● **Given problem**
List every distinct four-digit year that appears in the legal note on ex parte injunctions below.

● **Source document**
Sunday, 14 October 2012

Exparte injunction order can not be set aside on the ground that reasons were not recorded while passing exparte injunction order

Under the provisions of Rule 3 of Order 39 of the Civil P. C. as amended by the Amendment Act of 1976, the Court can grant an injunction ex parte before serving notice on the opposite party only when it is satisfied that the object of granting injunction would be defeated by the delay in serving such notice and, while granting such injunction ex parte, the court, "shall record the reasons for its' opinion" that the object of granting injunction would be defeated by such delay. Mr. Roy Chowdhury has accordingly urged that the impugned order of ex parte injunction is bad as no such opinion or any reason therefor has been recorded by the trial Judge. It is true that the relevant Proviso to Rule 3, as inserted by the Amendment Act of 1976, mandates recording of such reasons and that for good reasons. Firstly, such recording of reasons would, to borrow from the old Privy Council decision in Gunga Gobind Mundul (1867) 11 Moo Ind App 345 at 368, operate as a check against a too easy granting of ex parte injunction and may inspire confidence and disarm objection. And secondly, since an appeal lies against such ex parte order of injunction, such record of reasons would go a very long way to help the appellate Court to ascertain as to whether the discretion granted under the Rule to grant ex parte injunction has been properly exercised. But even then, we are inclined to think that the mandate in the Proviso to Rule 3 to record reasons is not that mandatory to warrant reversal of an order solely on the ground of omission to record reasons. If there are materials on record to show that there were good reasons to pass an ex parte injunction order, the order cannot be set at naught solely on the ground that the Court, while making the order, did not record the reasons for proceeding ex parte.

Calcutta High Court

Sm. Muktakesi Dawn And Ors. vs Haripada Mazumdar And Anr. on 4 March, 1987Equivalent citations: AIR 1988 Cal 25, 91 CWN 1094


1. The impugned order of ad interim ex parte injunction has been assailed by Mr. Roy Chowdhury, the learned counsel for the appellants, on more grounds than one, but none appears to be of that substance to warrant our intervention in this appeal.

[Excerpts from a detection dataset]
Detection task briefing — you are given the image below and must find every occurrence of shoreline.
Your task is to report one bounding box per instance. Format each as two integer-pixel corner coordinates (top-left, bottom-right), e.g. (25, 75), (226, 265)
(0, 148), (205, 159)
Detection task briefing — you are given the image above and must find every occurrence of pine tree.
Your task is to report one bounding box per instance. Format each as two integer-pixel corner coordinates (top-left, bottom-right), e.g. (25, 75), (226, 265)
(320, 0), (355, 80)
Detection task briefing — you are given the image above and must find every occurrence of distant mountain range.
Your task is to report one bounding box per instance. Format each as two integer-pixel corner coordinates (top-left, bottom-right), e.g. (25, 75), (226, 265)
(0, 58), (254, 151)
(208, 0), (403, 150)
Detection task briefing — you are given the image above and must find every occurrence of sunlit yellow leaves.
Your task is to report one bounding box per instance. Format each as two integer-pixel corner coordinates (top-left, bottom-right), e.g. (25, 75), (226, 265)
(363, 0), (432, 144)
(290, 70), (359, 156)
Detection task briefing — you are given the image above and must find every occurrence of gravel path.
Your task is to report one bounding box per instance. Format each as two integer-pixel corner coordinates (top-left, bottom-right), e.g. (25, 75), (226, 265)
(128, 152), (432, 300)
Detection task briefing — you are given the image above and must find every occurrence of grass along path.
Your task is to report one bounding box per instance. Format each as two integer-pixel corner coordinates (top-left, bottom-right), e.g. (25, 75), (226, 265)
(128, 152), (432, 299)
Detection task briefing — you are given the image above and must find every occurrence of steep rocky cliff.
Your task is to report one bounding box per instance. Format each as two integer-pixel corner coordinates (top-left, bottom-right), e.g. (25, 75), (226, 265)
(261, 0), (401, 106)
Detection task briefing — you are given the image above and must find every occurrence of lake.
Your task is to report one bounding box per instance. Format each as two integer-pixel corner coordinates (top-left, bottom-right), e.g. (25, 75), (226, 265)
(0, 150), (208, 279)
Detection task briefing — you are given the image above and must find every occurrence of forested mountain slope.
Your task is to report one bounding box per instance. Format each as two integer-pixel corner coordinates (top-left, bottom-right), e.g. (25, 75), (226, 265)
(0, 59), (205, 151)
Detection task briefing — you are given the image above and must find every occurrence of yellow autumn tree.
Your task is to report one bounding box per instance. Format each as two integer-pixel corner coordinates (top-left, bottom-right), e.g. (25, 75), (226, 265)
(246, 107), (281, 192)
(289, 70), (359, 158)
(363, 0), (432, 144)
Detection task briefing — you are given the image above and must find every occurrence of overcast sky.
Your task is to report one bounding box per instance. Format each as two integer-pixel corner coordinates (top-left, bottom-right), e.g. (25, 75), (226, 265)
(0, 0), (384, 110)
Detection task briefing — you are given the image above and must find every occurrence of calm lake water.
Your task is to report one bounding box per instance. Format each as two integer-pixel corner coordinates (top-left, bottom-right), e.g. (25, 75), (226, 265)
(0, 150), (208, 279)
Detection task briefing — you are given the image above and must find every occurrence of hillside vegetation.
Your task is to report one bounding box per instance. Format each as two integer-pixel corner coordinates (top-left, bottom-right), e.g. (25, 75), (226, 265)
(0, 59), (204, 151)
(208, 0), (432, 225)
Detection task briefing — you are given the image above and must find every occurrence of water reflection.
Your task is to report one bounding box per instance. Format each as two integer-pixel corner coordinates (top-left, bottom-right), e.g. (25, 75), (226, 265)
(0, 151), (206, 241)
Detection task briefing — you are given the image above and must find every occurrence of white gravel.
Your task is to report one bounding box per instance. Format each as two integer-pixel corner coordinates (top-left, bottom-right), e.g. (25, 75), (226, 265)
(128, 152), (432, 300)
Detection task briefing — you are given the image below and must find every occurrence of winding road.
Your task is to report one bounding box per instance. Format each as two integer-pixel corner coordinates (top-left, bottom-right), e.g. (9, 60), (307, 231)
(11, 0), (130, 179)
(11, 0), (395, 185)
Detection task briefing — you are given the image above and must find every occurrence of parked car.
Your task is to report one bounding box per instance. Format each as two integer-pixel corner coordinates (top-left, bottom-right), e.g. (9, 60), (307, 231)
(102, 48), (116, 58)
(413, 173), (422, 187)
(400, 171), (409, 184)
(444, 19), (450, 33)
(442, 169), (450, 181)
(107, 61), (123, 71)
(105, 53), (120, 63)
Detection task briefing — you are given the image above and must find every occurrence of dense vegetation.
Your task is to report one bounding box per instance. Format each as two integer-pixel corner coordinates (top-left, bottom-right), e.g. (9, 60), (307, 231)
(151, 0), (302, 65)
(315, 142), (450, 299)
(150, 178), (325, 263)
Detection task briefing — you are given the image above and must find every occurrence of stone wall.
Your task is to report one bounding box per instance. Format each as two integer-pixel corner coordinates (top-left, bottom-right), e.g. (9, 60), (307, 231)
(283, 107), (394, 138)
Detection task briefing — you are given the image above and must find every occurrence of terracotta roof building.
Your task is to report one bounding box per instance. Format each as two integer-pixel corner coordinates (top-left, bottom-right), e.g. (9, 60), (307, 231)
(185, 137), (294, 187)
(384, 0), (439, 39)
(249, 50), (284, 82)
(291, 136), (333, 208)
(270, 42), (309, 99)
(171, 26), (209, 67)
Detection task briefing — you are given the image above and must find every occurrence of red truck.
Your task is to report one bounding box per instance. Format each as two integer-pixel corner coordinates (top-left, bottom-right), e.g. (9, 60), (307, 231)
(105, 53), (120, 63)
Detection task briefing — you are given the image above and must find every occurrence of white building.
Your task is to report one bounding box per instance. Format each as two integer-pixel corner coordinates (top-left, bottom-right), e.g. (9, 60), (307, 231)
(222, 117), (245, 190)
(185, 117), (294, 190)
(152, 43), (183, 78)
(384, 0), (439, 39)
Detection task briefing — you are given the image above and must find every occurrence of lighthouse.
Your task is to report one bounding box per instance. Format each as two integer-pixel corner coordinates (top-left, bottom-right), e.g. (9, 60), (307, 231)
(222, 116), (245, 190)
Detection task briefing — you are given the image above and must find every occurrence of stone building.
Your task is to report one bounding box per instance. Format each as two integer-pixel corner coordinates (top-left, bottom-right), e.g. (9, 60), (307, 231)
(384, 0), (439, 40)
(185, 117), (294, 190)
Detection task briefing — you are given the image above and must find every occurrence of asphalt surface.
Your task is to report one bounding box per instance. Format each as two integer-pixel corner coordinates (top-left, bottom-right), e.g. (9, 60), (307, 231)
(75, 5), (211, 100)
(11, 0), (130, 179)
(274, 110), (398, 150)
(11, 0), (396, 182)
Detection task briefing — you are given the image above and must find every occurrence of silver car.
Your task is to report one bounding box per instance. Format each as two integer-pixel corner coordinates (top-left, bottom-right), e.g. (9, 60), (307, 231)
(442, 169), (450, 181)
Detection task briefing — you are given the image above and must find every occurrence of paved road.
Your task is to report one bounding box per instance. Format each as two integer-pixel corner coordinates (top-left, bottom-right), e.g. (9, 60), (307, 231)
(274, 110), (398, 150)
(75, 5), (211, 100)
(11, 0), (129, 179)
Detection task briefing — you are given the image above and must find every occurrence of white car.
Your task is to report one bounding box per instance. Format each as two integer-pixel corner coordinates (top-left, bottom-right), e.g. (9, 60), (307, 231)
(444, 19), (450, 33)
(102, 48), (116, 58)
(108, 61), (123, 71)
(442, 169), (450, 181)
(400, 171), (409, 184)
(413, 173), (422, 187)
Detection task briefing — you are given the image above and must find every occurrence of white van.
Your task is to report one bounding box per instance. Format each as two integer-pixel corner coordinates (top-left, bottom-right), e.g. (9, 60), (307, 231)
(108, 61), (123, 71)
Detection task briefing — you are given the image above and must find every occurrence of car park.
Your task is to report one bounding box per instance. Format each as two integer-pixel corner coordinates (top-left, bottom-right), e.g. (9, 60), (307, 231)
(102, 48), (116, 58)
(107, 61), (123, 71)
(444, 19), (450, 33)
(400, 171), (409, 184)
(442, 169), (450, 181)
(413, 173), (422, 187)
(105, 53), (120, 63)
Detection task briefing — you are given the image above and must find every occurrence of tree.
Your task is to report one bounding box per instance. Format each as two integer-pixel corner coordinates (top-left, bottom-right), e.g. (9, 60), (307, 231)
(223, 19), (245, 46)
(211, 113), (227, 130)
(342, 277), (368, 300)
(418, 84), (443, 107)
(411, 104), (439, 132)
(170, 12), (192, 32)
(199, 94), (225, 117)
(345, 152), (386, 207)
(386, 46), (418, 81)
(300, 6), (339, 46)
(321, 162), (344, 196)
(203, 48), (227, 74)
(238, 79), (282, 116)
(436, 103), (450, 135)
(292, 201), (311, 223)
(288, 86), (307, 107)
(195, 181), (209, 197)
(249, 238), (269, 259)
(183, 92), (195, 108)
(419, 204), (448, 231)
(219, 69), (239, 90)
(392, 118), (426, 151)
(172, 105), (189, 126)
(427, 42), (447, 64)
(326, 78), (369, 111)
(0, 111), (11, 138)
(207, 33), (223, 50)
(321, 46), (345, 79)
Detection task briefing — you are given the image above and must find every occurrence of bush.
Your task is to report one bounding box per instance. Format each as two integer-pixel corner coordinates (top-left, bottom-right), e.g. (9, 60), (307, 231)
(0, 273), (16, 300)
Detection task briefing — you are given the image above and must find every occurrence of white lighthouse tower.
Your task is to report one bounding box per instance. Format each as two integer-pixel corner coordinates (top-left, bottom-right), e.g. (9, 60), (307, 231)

● **Reply**
2012, 1976, 1867, 1987, 1988